● **RAW RECORDS**
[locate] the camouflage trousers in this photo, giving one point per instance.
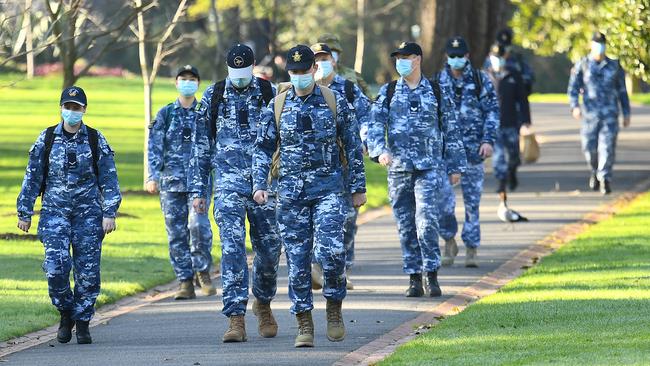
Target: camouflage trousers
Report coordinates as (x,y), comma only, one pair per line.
(414,197)
(81,231)
(322,219)
(230,212)
(471,184)
(189,235)
(506,152)
(599,145)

● **AIM OF THE EXERCISE**
Give the data again exactly as written, with all pictures left out.

● **FINAL RESULT**
[locate] the camouflage trousers in this photo, giving one point per instance.
Target: camouflage trousers
Report coordinates as (x,y), comma only, one pair per line.
(414,197)
(81,231)
(322,219)
(230,212)
(471,184)
(189,235)
(506,152)
(599,145)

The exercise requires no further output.